Excerpt provided: Begin

Marcey Waters
University of North Carolina at Chapel Hill
Talk Session: SESSION 12: PEPTIDE DESIGN AND FUNCTION
Date: Wednesday, June 15, 2022
Talk Time: 03:25 pm - 03:50 pm
Talk Title: Determining What Else Trimethyllysine Reader Proteins Can Read
Our group is an interdisciplinary group, focusing on problems of molecular and biomolecular recognition. Molecular recognition impacts a wide range of fields, including asymmetric catalysis, materials chemistry, and protein folding. Consider, for example, designing a drug to bind to the active site of an enzyme. What features other than shape might contribute to binding? What types of interactions will provide high affinity as well as high selectivity? These are general questions in the field of molecular recognition that we are investigating for applications to biosensing, drug delivery, and de novo protein design.
The research interests in our group span a wide range, from mechanistic organic chemistry and molecular recognition to structural biology, and hence involve the use of a variety of techniques. Methods used in our group include organic and solid phase synthesis, combinatorial chemistry, computational chemistry, molecular biology, kinetic and thermodynamic measurements using 1D and 2D NMR, circular dichroism, UV/Vis and fluorescence spectroscopy, analytical ultracentrifugation, and calorimetry. The extent that any one student uses these techniques depends largely on the particular student's research interests.
Post-translational modification of histone proteins, including lysine methylation, regulate gene expression through recruitment of reader proteins to the nucleosome. Dysregulation of these events is prevalent in a wide range of diseases, such that there is much interest in developing selective inhibitors and probes for this class of proteins. However, with over 200 methyllysine reader proteins in humans, achieving selectivity can be challenging.
We have taken a mechanistic approach coupled with high throughput screening to identify unique selectivity patterns in these proteins, establishing new mechanisms of action and providing new opportunities for selective inhibition. These findings will be discussed.

Excerpt provided: End

▶ **Apply what you read**
1) According to the talk abstract, how many methyllysine reader proteins are there in humans?
2) Reproduce the stretch of the talk abstract from "Marcey Waters" through "novo protein design.".
The records are separate material, independent of the talk abstract.

Study material: Begin

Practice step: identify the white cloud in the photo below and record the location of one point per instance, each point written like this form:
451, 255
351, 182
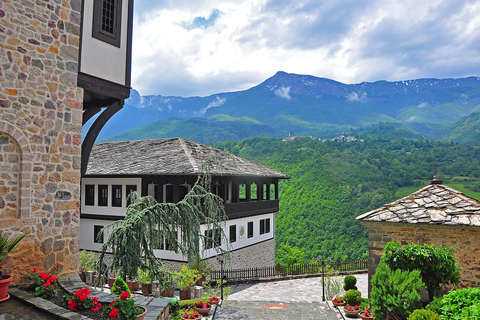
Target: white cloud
284, 93
205, 47
218, 102
355, 97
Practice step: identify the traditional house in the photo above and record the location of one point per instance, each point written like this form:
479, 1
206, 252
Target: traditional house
435, 214
59, 59
166, 169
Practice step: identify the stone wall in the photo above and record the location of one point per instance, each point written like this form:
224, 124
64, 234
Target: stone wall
40, 132
464, 241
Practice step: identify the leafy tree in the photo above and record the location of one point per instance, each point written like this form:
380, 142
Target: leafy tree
147, 224
395, 294
437, 265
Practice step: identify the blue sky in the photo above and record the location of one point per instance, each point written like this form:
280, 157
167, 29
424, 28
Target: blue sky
198, 48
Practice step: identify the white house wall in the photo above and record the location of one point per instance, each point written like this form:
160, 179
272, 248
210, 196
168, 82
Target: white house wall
101, 59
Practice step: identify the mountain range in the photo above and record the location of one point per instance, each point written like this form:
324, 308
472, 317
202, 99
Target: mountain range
440, 109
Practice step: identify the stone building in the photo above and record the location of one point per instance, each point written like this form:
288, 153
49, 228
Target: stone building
166, 169
50, 53
435, 214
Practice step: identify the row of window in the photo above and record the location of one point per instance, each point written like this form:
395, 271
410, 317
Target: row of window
213, 238
102, 194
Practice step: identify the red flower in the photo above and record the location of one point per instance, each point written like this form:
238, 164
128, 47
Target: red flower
97, 307
113, 314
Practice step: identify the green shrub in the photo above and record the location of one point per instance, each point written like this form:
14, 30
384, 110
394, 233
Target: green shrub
119, 286
437, 265
422, 314
350, 282
174, 306
435, 305
395, 294
461, 304
353, 297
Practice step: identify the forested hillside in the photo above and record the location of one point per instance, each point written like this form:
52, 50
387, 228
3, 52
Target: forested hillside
334, 182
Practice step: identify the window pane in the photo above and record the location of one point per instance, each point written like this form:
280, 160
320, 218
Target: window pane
103, 195
96, 231
117, 196
89, 195
250, 229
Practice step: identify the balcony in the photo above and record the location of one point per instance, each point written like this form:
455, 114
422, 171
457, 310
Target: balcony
242, 209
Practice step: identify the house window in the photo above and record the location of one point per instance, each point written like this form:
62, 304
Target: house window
168, 193
250, 229
233, 233
96, 232
213, 239
103, 195
130, 190
107, 21
116, 196
264, 226
89, 195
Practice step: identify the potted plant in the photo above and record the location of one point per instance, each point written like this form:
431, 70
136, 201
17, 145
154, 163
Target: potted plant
337, 302
351, 311
87, 264
366, 314
145, 280
185, 280
213, 300
203, 308
202, 268
124, 309
6, 246
167, 285
191, 315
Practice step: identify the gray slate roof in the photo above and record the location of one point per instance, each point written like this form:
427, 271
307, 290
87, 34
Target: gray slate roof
172, 156
433, 204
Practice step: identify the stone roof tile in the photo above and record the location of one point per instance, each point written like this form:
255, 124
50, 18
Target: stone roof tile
433, 204
172, 156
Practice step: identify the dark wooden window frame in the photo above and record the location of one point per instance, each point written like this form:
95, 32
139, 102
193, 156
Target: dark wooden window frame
233, 233
89, 194
102, 196
250, 229
100, 15
96, 231
117, 201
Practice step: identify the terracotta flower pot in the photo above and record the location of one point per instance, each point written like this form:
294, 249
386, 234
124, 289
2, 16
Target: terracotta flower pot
203, 312
132, 285
185, 294
168, 292
146, 288
364, 317
142, 315
4, 284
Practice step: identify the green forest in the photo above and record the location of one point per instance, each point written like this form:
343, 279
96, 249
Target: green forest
334, 182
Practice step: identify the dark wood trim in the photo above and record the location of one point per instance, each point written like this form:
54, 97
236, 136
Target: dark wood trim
89, 113
128, 68
82, 14
100, 217
101, 92
94, 130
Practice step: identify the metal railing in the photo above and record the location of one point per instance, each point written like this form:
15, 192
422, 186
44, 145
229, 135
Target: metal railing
286, 271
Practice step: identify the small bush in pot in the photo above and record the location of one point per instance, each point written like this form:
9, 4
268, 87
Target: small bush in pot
350, 283
353, 297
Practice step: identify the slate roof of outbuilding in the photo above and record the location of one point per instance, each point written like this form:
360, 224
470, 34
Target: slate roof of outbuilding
433, 204
172, 156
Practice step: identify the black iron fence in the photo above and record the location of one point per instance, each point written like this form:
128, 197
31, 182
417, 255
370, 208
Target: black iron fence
286, 271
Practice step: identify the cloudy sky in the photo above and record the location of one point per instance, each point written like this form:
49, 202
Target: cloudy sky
201, 47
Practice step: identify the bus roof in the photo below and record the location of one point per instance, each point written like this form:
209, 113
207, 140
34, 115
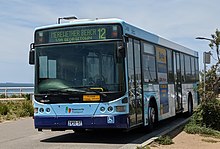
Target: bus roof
129, 29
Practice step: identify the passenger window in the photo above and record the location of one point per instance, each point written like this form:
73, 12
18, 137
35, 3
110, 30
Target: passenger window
149, 64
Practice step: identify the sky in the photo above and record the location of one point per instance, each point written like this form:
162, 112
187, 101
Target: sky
180, 21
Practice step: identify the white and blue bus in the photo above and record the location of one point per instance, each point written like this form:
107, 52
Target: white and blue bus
106, 73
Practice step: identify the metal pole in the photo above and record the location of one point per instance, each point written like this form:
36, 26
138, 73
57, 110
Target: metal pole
204, 78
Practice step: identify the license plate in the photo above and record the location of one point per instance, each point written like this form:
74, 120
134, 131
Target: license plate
75, 123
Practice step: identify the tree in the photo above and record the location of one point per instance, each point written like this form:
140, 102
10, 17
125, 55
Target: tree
214, 42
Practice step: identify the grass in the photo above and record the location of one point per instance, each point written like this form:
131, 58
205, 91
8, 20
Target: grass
193, 128
143, 147
10, 110
164, 140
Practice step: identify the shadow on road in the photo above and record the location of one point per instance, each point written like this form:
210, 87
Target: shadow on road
109, 137
137, 136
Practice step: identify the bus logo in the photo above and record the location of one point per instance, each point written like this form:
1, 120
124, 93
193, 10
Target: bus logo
73, 110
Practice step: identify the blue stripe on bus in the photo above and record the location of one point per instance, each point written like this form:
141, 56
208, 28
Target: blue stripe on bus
51, 122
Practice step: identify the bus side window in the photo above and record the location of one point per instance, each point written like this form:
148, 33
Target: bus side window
170, 66
149, 63
183, 79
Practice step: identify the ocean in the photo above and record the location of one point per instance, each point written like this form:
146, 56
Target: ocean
9, 89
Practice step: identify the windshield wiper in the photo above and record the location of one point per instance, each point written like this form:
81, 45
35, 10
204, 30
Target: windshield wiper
92, 89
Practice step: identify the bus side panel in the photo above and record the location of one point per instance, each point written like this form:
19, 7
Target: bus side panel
186, 89
150, 90
171, 103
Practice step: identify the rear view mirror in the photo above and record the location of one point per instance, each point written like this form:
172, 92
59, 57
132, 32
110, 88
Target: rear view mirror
31, 55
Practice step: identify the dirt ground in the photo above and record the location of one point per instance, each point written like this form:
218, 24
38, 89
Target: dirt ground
190, 141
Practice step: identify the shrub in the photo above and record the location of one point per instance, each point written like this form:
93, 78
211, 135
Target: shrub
3, 109
211, 114
15, 109
164, 140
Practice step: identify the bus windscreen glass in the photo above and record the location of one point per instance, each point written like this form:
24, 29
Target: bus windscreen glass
78, 33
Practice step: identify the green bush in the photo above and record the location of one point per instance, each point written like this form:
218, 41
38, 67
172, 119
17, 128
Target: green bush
164, 140
3, 109
15, 109
211, 114
2, 96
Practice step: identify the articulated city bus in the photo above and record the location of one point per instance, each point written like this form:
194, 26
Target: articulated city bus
106, 73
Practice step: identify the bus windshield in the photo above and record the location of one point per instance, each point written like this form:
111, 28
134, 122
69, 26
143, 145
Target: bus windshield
80, 66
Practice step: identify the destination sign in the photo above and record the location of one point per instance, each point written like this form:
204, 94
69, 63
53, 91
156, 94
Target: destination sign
78, 33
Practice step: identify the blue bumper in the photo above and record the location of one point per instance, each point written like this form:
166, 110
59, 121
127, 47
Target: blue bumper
44, 122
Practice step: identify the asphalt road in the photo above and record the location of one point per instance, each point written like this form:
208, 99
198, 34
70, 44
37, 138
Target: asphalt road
21, 134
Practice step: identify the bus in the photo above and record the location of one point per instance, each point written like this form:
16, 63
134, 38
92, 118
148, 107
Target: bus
107, 73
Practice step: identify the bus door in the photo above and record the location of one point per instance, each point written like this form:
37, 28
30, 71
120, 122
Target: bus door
178, 83
134, 82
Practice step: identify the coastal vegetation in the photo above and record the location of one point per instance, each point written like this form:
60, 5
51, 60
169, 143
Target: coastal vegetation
14, 109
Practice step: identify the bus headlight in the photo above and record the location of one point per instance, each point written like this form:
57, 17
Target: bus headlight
110, 109
120, 108
35, 110
102, 109
41, 110
47, 110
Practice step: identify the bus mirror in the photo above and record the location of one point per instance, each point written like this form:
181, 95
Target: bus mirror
31, 54
121, 51
31, 57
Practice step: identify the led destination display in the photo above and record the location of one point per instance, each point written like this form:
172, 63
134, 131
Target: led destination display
78, 33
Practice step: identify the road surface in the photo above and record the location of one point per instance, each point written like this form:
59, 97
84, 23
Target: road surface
21, 134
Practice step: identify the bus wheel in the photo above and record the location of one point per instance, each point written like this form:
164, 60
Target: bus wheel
151, 116
190, 106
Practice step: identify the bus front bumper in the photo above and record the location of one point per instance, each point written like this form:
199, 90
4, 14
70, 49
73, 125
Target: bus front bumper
62, 122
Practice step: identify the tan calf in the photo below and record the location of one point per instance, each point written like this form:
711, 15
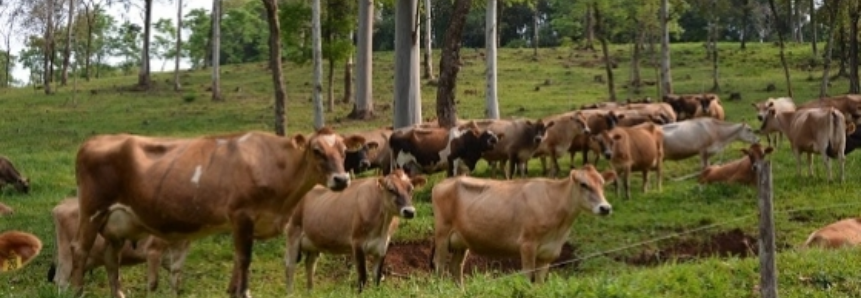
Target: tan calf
637, 148
17, 249
740, 171
529, 218
840, 234
359, 220
152, 250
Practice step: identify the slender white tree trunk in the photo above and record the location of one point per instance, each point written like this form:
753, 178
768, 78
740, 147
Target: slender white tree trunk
319, 120
492, 102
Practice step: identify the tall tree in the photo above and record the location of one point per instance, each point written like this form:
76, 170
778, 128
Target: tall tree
445, 106
408, 98
777, 22
216, 50
275, 65
319, 120
491, 101
364, 105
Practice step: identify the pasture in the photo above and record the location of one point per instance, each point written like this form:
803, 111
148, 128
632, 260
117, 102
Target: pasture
686, 241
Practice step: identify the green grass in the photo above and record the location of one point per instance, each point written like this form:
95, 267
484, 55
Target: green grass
41, 134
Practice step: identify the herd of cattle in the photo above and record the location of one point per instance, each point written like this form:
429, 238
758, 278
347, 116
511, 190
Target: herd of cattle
144, 199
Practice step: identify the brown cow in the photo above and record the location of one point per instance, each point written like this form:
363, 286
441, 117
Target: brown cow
529, 218
740, 171
637, 148
840, 234
176, 189
149, 249
17, 249
813, 130
359, 220
9, 175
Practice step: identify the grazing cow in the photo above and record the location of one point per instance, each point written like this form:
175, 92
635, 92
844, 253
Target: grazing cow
176, 189
844, 233
709, 107
359, 220
529, 218
703, 136
780, 104
17, 249
9, 175
740, 171
813, 130
149, 249
437, 149
559, 136
637, 148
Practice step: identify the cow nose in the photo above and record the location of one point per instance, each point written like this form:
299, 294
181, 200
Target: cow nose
408, 212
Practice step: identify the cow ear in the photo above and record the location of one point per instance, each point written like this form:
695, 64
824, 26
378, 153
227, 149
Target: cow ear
418, 181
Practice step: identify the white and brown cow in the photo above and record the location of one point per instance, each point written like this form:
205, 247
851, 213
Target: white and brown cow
813, 130
359, 220
704, 137
636, 148
740, 171
10, 175
526, 218
152, 250
841, 234
17, 249
247, 184
438, 149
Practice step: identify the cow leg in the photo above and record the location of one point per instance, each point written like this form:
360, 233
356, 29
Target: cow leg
243, 240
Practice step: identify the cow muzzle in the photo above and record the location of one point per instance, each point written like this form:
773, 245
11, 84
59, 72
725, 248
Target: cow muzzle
338, 182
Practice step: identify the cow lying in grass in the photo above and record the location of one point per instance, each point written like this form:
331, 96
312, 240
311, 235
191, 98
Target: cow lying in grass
17, 249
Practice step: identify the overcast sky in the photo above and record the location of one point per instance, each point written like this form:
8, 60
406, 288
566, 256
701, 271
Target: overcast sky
161, 9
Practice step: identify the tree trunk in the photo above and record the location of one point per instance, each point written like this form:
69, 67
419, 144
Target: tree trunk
176, 84
348, 80
782, 54
143, 76
427, 41
829, 47
216, 50
48, 47
450, 65
666, 75
408, 98
275, 65
364, 107
67, 49
608, 65
491, 101
317, 56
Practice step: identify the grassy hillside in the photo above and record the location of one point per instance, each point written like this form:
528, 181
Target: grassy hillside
686, 241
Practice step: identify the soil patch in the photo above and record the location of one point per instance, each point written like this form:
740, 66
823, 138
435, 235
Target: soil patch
730, 243
404, 258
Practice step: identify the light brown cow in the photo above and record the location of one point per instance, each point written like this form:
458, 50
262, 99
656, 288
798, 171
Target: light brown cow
840, 234
636, 148
740, 171
177, 189
529, 218
17, 249
359, 220
150, 249
813, 130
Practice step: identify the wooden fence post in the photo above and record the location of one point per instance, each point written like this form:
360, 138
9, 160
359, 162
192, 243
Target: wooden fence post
767, 266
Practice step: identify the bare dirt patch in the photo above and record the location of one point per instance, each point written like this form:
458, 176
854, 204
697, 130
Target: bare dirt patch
729, 243
405, 258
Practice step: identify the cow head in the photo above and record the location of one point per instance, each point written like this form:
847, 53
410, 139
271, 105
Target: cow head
399, 189
327, 150
590, 184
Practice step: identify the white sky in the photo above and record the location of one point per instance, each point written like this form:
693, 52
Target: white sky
161, 9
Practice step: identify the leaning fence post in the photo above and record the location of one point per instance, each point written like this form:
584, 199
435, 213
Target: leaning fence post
767, 266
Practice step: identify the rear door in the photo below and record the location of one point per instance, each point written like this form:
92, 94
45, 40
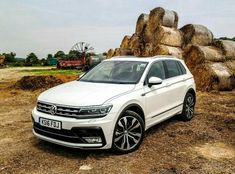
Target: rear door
175, 83
155, 96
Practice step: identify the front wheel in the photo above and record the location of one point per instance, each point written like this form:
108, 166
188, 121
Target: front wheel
128, 132
188, 107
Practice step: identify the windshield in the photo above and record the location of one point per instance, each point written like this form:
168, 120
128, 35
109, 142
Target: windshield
122, 72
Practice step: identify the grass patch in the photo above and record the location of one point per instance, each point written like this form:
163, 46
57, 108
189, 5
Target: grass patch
53, 71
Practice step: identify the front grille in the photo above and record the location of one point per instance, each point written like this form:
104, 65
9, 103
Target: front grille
73, 136
63, 135
60, 110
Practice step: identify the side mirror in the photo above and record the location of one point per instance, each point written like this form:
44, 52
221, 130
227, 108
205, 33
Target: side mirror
154, 81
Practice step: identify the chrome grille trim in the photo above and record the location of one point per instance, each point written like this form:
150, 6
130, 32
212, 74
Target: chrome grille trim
65, 111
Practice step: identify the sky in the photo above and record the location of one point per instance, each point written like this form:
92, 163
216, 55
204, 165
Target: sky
46, 26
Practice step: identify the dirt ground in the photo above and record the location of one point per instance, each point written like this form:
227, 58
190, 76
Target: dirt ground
204, 145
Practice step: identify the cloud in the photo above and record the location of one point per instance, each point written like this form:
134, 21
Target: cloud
44, 26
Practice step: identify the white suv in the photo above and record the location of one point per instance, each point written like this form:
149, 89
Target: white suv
114, 103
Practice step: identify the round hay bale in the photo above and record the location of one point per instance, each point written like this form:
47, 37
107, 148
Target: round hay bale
227, 46
148, 50
231, 66
126, 52
2, 58
110, 53
196, 35
134, 42
202, 54
213, 76
141, 23
116, 52
167, 50
160, 16
168, 36
147, 35
137, 52
125, 42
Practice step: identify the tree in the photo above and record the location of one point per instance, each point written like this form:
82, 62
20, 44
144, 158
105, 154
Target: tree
74, 54
31, 59
49, 56
60, 54
9, 57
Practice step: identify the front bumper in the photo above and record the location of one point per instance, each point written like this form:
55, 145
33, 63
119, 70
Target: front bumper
73, 130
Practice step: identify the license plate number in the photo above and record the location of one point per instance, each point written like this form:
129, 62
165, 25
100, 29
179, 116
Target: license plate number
50, 123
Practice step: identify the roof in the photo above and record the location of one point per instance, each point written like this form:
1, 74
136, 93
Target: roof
143, 59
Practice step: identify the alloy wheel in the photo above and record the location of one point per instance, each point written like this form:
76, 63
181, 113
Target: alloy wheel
128, 133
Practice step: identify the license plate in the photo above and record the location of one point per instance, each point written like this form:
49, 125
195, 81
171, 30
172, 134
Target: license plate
50, 123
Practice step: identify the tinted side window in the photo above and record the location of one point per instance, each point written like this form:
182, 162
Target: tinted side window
172, 68
182, 67
157, 70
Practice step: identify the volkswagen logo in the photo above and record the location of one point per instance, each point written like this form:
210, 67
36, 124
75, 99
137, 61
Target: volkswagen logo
53, 109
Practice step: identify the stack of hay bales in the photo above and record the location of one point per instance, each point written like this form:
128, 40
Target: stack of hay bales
213, 66
211, 61
2, 58
153, 31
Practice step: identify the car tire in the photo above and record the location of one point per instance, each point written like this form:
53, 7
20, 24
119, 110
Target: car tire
128, 132
188, 107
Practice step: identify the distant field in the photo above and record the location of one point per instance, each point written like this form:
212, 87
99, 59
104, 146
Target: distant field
52, 71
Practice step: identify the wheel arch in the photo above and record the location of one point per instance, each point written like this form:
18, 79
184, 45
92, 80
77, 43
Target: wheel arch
135, 108
193, 92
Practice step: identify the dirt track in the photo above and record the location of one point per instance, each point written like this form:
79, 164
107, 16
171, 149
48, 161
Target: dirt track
204, 145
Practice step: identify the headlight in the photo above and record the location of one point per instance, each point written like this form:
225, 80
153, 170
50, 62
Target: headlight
95, 111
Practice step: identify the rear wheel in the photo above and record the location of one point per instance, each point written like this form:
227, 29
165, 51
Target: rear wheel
188, 107
128, 132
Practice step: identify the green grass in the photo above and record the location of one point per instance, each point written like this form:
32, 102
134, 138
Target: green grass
52, 71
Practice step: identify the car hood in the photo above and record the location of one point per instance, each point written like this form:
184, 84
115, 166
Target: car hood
77, 93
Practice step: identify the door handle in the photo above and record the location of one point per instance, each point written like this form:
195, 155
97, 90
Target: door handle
167, 85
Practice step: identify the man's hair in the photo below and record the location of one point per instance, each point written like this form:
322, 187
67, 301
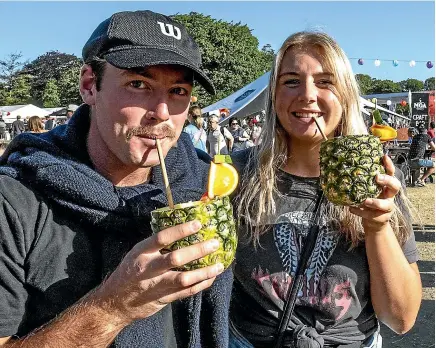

Study material: End

▶ **Solutions to the problems**
1) Over 200.

2)
Marcey Waters
University of North Carolina at Chapel Hill
Talk Session: SESSION 12: PEPTIDE DESIGN AND FUNCTION
Date: Wednesday, June 15, 2022
Talk Time: 03:25 pm - 03:50 pm
Talk Title: Determining What Else Trimethyllysine Reader Proteins Can Read
Our group is an interdisciplinary group, focusing on problems of molecular and biomolecular recognition. Molecular recognition impacts a wide range of fields, including asymmetric catalysis, materials chemistry, and protein folding. Consider, for example, designing a drug to bind to the active site of an enzyme. What features other than shape might contribute to binding? What types of interactions will provide high affinity as well as high selectivity? These are general questions in the field of molecular recognition that we are investigating for applications to biosensing, drug delivery, and de novo protein design.